**WORKING DATA:**
▼

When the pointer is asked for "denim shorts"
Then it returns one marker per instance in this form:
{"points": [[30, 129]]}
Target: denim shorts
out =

▲

Reproduce every line of the entries above verbatim, with no changes.

**EXERCISE RESPONSE:**
When the pointer is asked for "denim shorts"
Then it returns one marker per instance in this form:
{"points": [[30, 129]]}
Target: denim shorts
out =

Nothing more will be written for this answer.